PROMPT: Reproduce word for word the lines of the material below, beginning at the line that contains "# segment the roofline" and running through the line that contains "162], [438, 160]]]".

SOURCE DATA:
───
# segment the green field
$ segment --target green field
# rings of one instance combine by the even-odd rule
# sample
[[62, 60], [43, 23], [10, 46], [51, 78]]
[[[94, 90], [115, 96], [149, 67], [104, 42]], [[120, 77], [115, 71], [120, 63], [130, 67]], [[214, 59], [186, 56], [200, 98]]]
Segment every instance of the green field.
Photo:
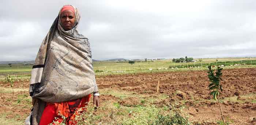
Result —
[[[218, 61], [216, 59], [200, 59], [202, 61], [195, 62], [174, 63], [170, 59], [135, 62], [132, 65], [128, 62], [99, 61], [94, 62], [93, 66], [96, 75], [205, 70], [209, 65], [223, 65], [225, 68], [256, 67], [256, 58], [218, 58]], [[235, 64], [239, 65], [234, 66]], [[13, 64], [10, 67], [8, 64], [1, 64], [0, 79], [4, 78], [7, 74], [11, 74], [16, 78], [29, 78], [32, 66], [33, 65]]]

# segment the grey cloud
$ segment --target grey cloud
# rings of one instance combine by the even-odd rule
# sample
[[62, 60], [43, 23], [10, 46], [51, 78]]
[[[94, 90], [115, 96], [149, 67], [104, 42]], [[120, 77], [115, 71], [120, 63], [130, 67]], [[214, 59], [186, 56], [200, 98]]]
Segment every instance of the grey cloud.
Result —
[[[113, 0], [2, 1], [0, 61], [34, 60], [67, 4], [80, 12], [79, 30], [89, 38], [95, 59], [256, 56], [256, 2], [204, 1], [189, 7], [161, 1], [150, 8]], [[167, 4], [176, 8], [161, 8]]]

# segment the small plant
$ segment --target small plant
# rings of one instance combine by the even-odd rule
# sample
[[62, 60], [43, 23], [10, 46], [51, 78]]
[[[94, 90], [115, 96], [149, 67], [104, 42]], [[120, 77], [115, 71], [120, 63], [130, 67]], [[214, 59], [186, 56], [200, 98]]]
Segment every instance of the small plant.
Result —
[[132, 64], [134, 64], [135, 63], [135, 61], [129, 61], [128, 62], [129, 64], [132, 64]]
[[140, 103], [141, 103], [143, 104], [145, 104], [145, 101], [144, 99], [142, 99], [141, 100], [140, 100]]
[[211, 82], [211, 83], [208, 87], [210, 90], [213, 90], [213, 91], [211, 92], [210, 94], [213, 96], [213, 98], [214, 100], [216, 100], [217, 97], [219, 101], [219, 108], [221, 112], [221, 116], [222, 117], [222, 121], [223, 123], [224, 122], [224, 117], [222, 113], [222, 110], [221, 109], [221, 102], [219, 101], [219, 91], [222, 91], [222, 86], [220, 83], [220, 81], [222, 80], [221, 76], [222, 75], [222, 73], [221, 70], [223, 69], [222, 68], [218, 67], [217, 68], [217, 71], [215, 72], [215, 75], [214, 75], [214, 70], [211, 67], [211, 65], [208, 66], [209, 71], [207, 72], [208, 73], [208, 78], [209, 78], [209, 81]]
[[10, 84], [11, 87], [12, 88], [12, 95], [13, 96], [13, 95], [14, 94], [13, 90], [13, 85], [14, 82], [14, 79], [12, 77], [11, 75], [9, 74], [7, 74], [5, 76], [5, 80], [7, 83], [8, 83]]

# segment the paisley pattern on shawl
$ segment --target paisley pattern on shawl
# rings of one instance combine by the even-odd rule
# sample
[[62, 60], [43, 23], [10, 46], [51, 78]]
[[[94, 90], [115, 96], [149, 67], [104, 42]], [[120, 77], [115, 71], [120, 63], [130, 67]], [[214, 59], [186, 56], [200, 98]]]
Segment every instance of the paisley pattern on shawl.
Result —
[[37, 100], [33, 105], [33, 124], [40, 121], [45, 102], [69, 101], [98, 92], [90, 43], [79, 33], [80, 15], [73, 7], [74, 26], [70, 30], [64, 30], [60, 11], [41, 44], [33, 66], [30, 94]]

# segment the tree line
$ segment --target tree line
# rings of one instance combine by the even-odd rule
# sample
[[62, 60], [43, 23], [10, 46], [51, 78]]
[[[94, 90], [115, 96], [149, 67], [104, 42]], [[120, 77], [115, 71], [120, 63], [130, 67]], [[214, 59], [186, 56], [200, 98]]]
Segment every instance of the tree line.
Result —
[[183, 57], [181, 57], [180, 59], [175, 59], [173, 58], [173, 62], [190, 62], [191, 61], [193, 60], [193, 58], [192, 57], [188, 57], [186, 56], [185, 58]]

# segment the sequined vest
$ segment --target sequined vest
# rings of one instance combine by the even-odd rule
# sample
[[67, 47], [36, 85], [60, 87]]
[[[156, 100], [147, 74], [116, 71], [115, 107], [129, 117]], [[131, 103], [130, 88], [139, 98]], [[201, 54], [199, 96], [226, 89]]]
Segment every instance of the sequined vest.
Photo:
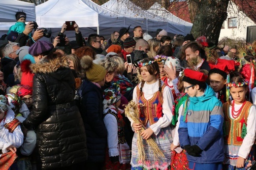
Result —
[[[162, 86], [161, 92], [163, 94], [163, 89], [166, 86], [165, 84]], [[146, 126], [149, 121], [150, 125], [157, 122], [159, 118], [162, 117], [162, 97], [160, 95], [160, 91], [155, 92], [153, 96], [147, 100], [144, 96], [140, 95], [140, 90], [137, 85], [137, 96], [139, 100], [139, 113], [140, 121], [144, 126]]]
[[229, 115], [230, 105], [228, 102], [223, 104], [224, 115], [223, 131], [225, 144], [237, 146], [242, 144], [246, 135], [247, 118], [252, 106], [251, 102], [246, 102], [238, 117], [234, 119]]

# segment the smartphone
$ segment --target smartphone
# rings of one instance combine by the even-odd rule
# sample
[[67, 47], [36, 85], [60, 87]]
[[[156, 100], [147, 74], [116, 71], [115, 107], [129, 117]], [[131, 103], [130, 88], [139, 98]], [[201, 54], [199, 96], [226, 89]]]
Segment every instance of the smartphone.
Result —
[[74, 21], [65, 22], [65, 24], [67, 26], [66, 30], [74, 30], [75, 28], [74, 28], [74, 25], [75, 24], [75, 22]]
[[66, 43], [65, 41], [65, 38], [66, 37], [66, 34], [58, 34], [58, 36], [60, 37], [60, 43], [57, 44], [57, 46], [64, 46]]
[[256, 161], [254, 161], [252, 163], [252, 166], [251, 167], [247, 169], [247, 170], [256, 170]]
[[128, 64], [131, 64], [132, 62], [131, 62], [131, 57], [130, 55], [126, 55], [126, 59], [127, 59], [127, 63]]

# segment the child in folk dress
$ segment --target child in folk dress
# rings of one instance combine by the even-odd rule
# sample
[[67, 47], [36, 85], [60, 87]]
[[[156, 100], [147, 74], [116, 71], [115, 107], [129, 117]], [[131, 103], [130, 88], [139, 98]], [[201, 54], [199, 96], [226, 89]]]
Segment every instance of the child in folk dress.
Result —
[[246, 101], [248, 83], [234, 77], [228, 84], [233, 100], [223, 105], [223, 126], [225, 159], [224, 170], [245, 170], [249, 160], [254, 160], [252, 147], [255, 140], [256, 109]]
[[[170, 124], [172, 119], [173, 97], [171, 89], [161, 81], [157, 62], [145, 58], [138, 62], [142, 81], [134, 88], [133, 100], [139, 106], [140, 121], [146, 129], [140, 133], [142, 146], [137, 144], [137, 131], [142, 129], [139, 123], [131, 124], [135, 133], [132, 139], [131, 170], [170, 170], [172, 142]], [[151, 137], [163, 153], [163, 158], [155, 159], [152, 149], [146, 140]], [[140, 147], [144, 148], [145, 161], [139, 160]]]

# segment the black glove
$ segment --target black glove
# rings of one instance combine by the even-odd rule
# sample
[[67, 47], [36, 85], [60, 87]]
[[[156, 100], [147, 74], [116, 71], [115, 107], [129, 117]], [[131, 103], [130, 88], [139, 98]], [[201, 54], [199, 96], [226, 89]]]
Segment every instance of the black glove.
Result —
[[190, 155], [195, 156], [195, 157], [199, 157], [200, 154], [202, 153], [203, 150], [199, 147], [198, 146], [195, 144], [194, 145], [190, 146], [187, 152], [188, 154]]
[[112, 163], [115, 163], [119, 161], [119, 157], [118, 157], [118, 156], [110, 156], [109, 158], [110, 158], [110, 160], [111, 160], [111, 162]]

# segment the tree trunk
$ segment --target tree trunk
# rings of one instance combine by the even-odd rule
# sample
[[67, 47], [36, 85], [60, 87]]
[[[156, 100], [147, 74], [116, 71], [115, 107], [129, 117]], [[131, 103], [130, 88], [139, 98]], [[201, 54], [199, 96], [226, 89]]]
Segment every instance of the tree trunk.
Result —
[[191, 32], [195, 38], [205, 35], [209, 41], [218, 45], [222, 25], [227, 16], [226, 10], [229, 0], [193, 1], [197, 3], [198, 11], [194, 15]]

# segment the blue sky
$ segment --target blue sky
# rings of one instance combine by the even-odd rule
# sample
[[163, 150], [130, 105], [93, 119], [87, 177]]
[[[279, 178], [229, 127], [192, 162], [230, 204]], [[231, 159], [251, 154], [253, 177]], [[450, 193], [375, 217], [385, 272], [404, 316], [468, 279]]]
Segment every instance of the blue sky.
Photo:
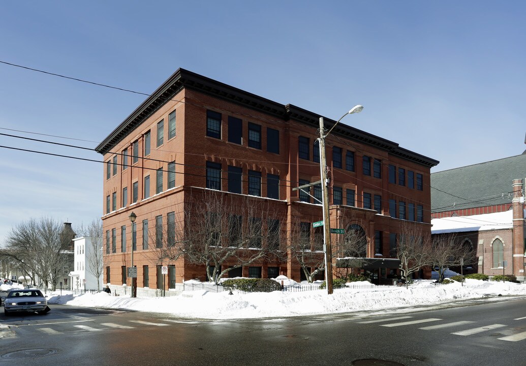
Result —
[[[518, 1], [6, 1], [0, 61], [146, 93], [183, 67], [335, 119], [362, 104], [342, 122], [440, 160], [438, 171], [526, 148], [525, 11]], [[0, 64], [2, 134], [94, 148], [145, 98]], [[0, 145], [102, 160], [8, 136]], [[0, 245], [31, 218], [75, 226], [102, 215], [103, 164], [0, 154]]]

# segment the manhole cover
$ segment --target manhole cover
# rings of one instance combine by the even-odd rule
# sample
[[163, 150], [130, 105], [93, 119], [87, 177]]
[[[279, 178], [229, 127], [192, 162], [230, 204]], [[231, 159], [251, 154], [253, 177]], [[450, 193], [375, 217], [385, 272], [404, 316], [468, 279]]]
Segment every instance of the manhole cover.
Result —
[[378, 359], [362, 359], [355, 360], [351, 364], [354, 366], [406, 366], [403, 363], [396, 361], [388, 360], [379, 360]]
[[36, 350], [22, 350], [22, 351], [15, 351], [10, 352], [8, 353], [3, 354], [0, 357], [6, 359], [18, 359], [27, 358], [30, 357], [42, 357], [47, 356], [50, 354], [54, 354], [57, 353], [56, 350], [52, 350], [49, 348], [39, 349]]

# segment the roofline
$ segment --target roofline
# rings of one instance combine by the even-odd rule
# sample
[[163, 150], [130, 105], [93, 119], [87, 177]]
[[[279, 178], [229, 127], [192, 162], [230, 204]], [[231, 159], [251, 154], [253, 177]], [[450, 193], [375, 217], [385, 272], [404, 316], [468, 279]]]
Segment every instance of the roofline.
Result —
[[[112, 131], [95, 148], [96, 151], [103, 155], [109, 151], [144, 120], [185, 88], [248, 108], [282, 120], [294, 120], [317, 129], [319, 127], [319, 118], [322, 117], [291, 104], [281, 104], [179, 68]], [[328, 127], [332, 127], [337, 123], [336, 121], [330, 118], [323, 117], [323, 119]], [[401, 148], [396, 143], [346, 125], [338, 124], [331, 133], [346, 139], [374, 146], [387, 151], [393, 156], [430, 168], [437, 165], [439, 162], [438, 160]]]

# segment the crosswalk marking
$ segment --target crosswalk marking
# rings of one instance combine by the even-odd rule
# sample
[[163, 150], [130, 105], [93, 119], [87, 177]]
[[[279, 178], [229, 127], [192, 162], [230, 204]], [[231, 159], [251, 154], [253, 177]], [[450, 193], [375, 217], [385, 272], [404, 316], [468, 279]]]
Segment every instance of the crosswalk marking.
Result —
[[157, 326], [157, 327], [164, 327], [165, 326], [167, 326], [167, 324], [163, 324], [163, 323], [150, 323], [149, 321], [143, 321], [142, 320], [130, 320], [133, 323], [138, 323], [139, 324], [144, 324], [147, 326]]
[[418, 328], [419, 329], [423, 329], [424, 330], [431, 330], [433, 329], [440, 329], [441, 328], [449, 328], [450, 327], [457, 327], [457, 326], [461, 326], [463, 324], [470, 324], [471, 323], [474, 323], [474, 321], [469, 321], [468, 320], [464, 320], [463, 321], [456, 321], [453, 323], [446, 323], [446, 324], [439, 324], [438, 326], [430, 326], [429, 327], [423, 327], [421, 328]]
[[471, 336], [471, 334], [481, 333], [481, 332], [485, 332], [488, 330], [491, 330], [492, 329], [497, 329], [497, 328], [502, 328], [503, 327], [505, 326], [506, 326], [503, 324], [492, 324], [491, 326], [485, 326], [484, 327], [480, 327], [472, 329], [462, 330], [460, 332], [455, 332], [454, 333], [452, 333], [451, 334], [457, 334], [457, 336]]
[[400, 327], [401, 326], [409, 326], [411, 324], [418, 324], [419, 323], [427, 323], [430, 321], [437, 321], [442, 320], [436, 318], [429, 318], [427, 319], [419, 319], [418, 320], [411, 320], [411, 321], [402, 321], [399, 323], [392, 323], [391, 324], [382, 324], [380, 327]]
[[84, 330], [87, 330], [89, 332], [98, 332], [102, 331], [102, 329], [99, 329], [98, 328], [92, 328], [91, 327], [88, 327], [87, 326], [74, 326], [75, 328], [80, 328], [80, 329], [83, 329]]
[[370, 324], [371, 323], [381, 323], [384, 321], [391, 321], [391, 320], [400, 320], [400, 319], [407, 319], [412, 317], [398, 317], [398, 318], [390, 318], [389, 319], [377, 319], [376, 320], [366, 320], [365, 321], [359, 321], [359, 324]]
[[110, 328], [121, 328], [122, 329], [133, 329], [135, 327], [128, 327], [128, 326], [122, 326], [120, 324], [115, 324], [115, 323], [100, 323], [100, 325], [105, 326], [106, 327], [109, 327]]
[[523, 339], [526, 339], [526, 332], [522, 332], [522, 333], [518, 333], [516, 334], [513, 334], [513, 336], [508, 336], [508, 337], [503, 337], [502, 338], [498, 338], [497, 339], [500, 339], [502, 341], [510, 341], [511, 342], [517, 342], [517, 341], [522, 341]]

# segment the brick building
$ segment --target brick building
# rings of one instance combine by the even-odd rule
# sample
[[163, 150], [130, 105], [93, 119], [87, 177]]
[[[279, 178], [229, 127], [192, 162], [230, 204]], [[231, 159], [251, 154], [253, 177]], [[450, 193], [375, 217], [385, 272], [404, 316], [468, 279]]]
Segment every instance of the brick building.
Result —
[[[187, 252], [171, 258], [158, 253], [180, 241], [178, 233], [191, 223], [186, 219], [191, 202], [212, 193], [229, 207], [259, 210], [254, 219], [237, 216], [242, 231], [257, 227], [261, 238], [243, 256], [268, 246], [271, 231], [279, 233], [277, 245], [285, 255], [261, 257], [229, 276], [301, 279], [288, 246], [292, 233], [301, 227], [311, 251], [322, 257], [321, 228], [311, 225], [322, 214], [312, 197], [292, 188], [320, 180], [320, 117], [177, 70], [96, 148], [106, 163], [105, 281], [130, 284], [126, 268], [132, 246], [139, 294], [206, 280], [205, 266], [190, 262]], [[325, 119], [327, 128], [335, 123]], [[430, 169], [438, 161], [341, 124], [326, 144], [331, 227], [363, 232], [364, 256], [389, 258], [404, 223], [429, 232]], [[318, 187], [312, 196], [321, 196]], [[224, 225], [230, 230], [230, 222]], [[235, 266], [238, 260], [222, 265]], [[161, 274], [165, 266], [166, 278]], [[378, 278], [389, 271], [379, 269]]]

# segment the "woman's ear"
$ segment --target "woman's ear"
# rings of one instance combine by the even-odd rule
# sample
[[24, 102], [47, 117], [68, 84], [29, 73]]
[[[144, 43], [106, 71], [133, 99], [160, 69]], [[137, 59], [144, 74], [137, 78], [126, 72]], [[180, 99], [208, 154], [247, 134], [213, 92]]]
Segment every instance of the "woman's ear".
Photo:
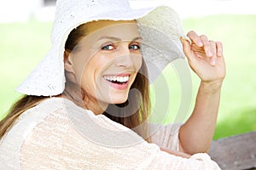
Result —
[[70, 53], [66, 51], [64, 52], [64, 69], [71, 73], [75, 73], [73, 68], [73, 62], [69, 57]]

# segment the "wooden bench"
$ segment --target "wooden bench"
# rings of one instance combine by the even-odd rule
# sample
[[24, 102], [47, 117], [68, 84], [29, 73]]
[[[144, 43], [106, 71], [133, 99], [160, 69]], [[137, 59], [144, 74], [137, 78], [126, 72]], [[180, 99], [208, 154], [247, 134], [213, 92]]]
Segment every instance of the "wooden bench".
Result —
[[256, 169], [256, 132], [215, 140], [209, 155], [224, 170]]

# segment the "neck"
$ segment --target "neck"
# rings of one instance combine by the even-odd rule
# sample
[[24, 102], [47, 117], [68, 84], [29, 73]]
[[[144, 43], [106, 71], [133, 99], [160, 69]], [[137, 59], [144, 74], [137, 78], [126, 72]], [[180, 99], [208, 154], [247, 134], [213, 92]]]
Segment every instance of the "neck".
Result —
[[102, 115], [107, 110], [108, 104], [101, 102], [96, 99], [84, 97], [84, 108], [91, 110], [95, 115]]

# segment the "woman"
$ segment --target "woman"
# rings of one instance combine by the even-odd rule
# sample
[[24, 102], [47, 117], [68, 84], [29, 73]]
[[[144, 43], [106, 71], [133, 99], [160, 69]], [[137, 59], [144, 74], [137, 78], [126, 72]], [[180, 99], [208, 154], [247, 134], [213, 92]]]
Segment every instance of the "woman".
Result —
[[195, 110], [181, 127], [152, 131], [147, 122], [148, 78], [163, 60], [182, 57], [181, 37], [168, 7], [57, 1], [52, 48], [18, 88], [26, 95], [1, 122], [1, 167], [219, 169], [197, 153], [209, 150], [215, 128], [225, 74], [220, 42], [195, 31], [188, 34], [191, 43], [181, 38], [201, 79]]

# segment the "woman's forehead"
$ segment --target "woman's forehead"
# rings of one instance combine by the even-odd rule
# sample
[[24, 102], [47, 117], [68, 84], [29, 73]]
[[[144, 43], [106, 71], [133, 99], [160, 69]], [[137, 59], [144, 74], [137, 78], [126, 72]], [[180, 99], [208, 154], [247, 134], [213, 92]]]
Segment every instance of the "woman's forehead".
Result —
[[85, 24], [85, 27], [86, 37], [90, 39], [116, 37], [119, 41], [131, 41], [140, 37], [135, 20], [98, 20]]

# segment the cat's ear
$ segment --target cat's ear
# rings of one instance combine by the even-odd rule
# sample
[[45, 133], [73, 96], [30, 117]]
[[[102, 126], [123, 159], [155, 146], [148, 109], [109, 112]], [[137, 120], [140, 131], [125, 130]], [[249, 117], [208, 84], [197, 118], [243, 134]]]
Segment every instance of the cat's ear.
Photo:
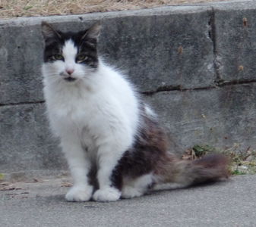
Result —
[[43, 21], [41, 23], [42, 33], [45, 40], [48, 39], [60, 38], [59, 33], [48, 23]]
[[87, 31], [82, 36], [82, 39], [85, 38], [97, 39], [100, 36], [100, 30], [101, 23], [100, 21], [98, 21], [95, 23], [92, 26], [90, 26], [88, 30], [87, 30]]

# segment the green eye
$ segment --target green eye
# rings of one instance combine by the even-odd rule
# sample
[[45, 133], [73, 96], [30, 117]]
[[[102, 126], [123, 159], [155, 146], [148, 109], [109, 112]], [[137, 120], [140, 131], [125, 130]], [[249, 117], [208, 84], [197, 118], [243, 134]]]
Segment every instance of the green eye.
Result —
[[54, 54], [52, 56], [52, 58], [54, 60], [63, 60], [64, 59], [64, 58], [63, 58], [63, 56], [62, 54]]
[[88, 57], [85, 54], [79, 54], [77, 56], [77, 61], [79, 62], [82, 62], [85, 60], [87, 60], [88, 58]]

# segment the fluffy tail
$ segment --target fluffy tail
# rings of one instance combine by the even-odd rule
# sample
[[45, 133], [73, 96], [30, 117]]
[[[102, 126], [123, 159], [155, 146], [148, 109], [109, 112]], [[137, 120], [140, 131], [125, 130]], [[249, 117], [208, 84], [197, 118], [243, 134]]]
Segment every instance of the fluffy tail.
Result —
[[169, 155], [158, 165], [153, 189], [169, 189], [227, 179], [229, 160], [210, 154], [195, 160], [179, 160]]

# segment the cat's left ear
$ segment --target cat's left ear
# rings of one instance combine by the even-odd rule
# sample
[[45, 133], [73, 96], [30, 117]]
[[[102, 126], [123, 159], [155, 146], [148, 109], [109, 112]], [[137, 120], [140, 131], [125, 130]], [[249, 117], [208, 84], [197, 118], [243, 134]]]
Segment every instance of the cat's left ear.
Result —
[[43, 21], [41, 24], [42, 33], [45, 40], [52, 38], [60, 38], [59, 33], [48, 23]]
[[98, 39], [101, 27], [102, 26], [100, 21], [95, 23], [91, 27], [87, 30], [84, 35], [82, 36], [82, 39], [85, 38]]

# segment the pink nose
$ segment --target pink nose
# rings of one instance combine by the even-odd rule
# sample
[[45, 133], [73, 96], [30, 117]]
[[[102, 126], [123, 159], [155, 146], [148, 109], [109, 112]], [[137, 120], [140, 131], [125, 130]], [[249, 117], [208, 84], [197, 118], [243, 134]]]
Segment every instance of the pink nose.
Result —
[[73, 69], [67, 69], [66, 72], [68, 73], [68, 75], [71, 75], [74, 73]]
───
CORRECT RESULT:
# segment the roofline
$ segment --target roofline
# rings of one instance combine by the even-odd rule
# sample
[[163, 150], [130, 105], [93, 119], [87, 177]]
[[[279, 178], [229, 127], [192, 162], [230, 204]], [[231, 159], [251, 154], [253, 177]], [[450, 193], [375, 217], [385, 272], [404, 316], [468, 279]]]
Segment every instance of the roofline.
Result —
[[[112, 131], [95, 148], [96, 151], [103, 155], [109, 151], [144, 120], [185, 88], [248, 108], [282, 120], [294, 120], [317, 129], [319, 127], [319, 118], [322, 117], [291, 104], [281, 104], [179, 68]], [[328, 127], [332, 127], [337, 123], [336, 121], [330, 118], [323, 117], [323, 119]], [[401, 148], [396, 143], [346, 125], [338, 124], [331, 133], [346, 139], [374, 146], [387, 151], [393, 156], [430, 168], [437, 165], [439, 162], [438, 160]]]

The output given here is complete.